*TASK INSTRUCTIONS*: In the essay on grief below, how old was the father's oldest brother when he died?

*SELECTED PASSAGE*:
- Opening Delimiter -

Grief comes in all kinds of forms, doesn’t it? It can be the grief of a broken relationship, the death of a loved one, the loss of a job, even the loss of organs through a surgical procedure.
This week, my dad’s brother died. At 74, he was the one closest to Dad in age, Dad being the baby of the family. In February his oldest brother died at 92. Though I can’t say they were “close” there is a bond between the siblings in Dad’s family that is born of experiencing the same household, same parents, and the basic love that comes from being family. And even though they weren’t close, my dad has taken these deaths hard. It’s been difficult to watch my stoic father cry.
I wasn’t personally close to either man, though I felt certain connection to the younger one for a myriad of reasons. Still, it is the loss of family that brings home to me the mortality of my parents.
Dad’s sister asked him to contact his brother’s first set of children (let’s just say the man got around), to let them know of his passing. Because that part of his brother’s family has been estranged, Dad had no idea how to go about that. So I tracked down the oldest son, and was able to reach him. In doing so, I had to tell him by phone that his father had died. He was stoic, as you might expect. I teared up, but held it in check.
At the funeral, I learned that one of the cousins I was close to growing up had survived breast cancer and a double mastectomy. She is currently cancer free. I held her in my arms as we walked around in the parking lot to talk, and it was difficult not to cry for her loss and recovery.
Friday was one of my favorite co-worker’s last day. She’s moving across country to a new job and to be closer to her family. Once again, I felt the tears coming as I left work, but stemmed it.
To say the least, this has been a week of loss, and grief, as well as gratefulness. And, as a conscious, heart-centered woman, I’ve focused on the grateful. Today, though, I’ve realized I’ve short changed myself by not honoring the many losses of the week. As a result, my emotions have been at the surface all weekend, tears at the ready at any given moment. My mind awash with relative chaotic thought processes. I’ve yet to allow myself the flood of emotion and sadness that keeps creeping into my mind.
I haven’t honored my grief, and allowed it the expression it requires.
It doesn’t have to be a life altering event for grief to need expressed. It can be as simple and uncomplicated as a co-worker moving away, to the complexity of the many layers of lost youth, and everything in between. And it doesn’t even have to be our own loss that causes us the feelings of grief.
Grief is a part of our emotional makeup – of our soul’s makeup. It has its place in healing. It has its place in growth. By stemming it, and now allowing it free reign as it comes, it stockpiles. And then one day you break a nail, and your world completely collapses in it.
So, honor grief when it comes knocking. Allow it to swallow you, feel it, experience it. When you get through it, feel the relief and the true appreciation you’ll have for those things and people who remain afterward. Then embrace every joy you can as it comes.

- Closing Delimiter -

*DATA EXCERPTS*:
- Opening Delimiter -

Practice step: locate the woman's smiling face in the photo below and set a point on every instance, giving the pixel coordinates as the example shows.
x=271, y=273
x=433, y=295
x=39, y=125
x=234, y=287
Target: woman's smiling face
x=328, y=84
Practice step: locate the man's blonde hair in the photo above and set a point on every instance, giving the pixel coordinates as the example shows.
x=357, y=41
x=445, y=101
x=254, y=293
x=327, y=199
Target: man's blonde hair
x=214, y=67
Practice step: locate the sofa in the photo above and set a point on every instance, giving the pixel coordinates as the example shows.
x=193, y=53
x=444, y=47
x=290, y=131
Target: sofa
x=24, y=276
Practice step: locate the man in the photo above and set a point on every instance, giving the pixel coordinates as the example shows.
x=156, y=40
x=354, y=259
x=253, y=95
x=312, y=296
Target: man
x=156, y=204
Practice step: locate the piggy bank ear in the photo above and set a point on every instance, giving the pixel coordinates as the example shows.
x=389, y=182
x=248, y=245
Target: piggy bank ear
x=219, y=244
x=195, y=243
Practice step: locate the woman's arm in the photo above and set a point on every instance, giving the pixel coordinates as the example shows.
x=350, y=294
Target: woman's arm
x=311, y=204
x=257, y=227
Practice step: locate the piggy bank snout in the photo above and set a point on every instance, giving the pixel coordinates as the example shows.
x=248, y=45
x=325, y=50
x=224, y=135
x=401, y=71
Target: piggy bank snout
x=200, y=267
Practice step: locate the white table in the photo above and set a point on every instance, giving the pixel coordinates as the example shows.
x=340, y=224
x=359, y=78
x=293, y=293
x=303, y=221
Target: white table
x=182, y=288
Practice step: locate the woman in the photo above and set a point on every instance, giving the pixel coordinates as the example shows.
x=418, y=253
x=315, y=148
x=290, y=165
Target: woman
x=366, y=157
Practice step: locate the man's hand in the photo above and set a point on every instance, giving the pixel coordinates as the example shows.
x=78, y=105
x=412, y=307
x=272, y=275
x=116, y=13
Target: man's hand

- Closing Delimiter -

*RESULT FOR THIS TASK*: He was 92.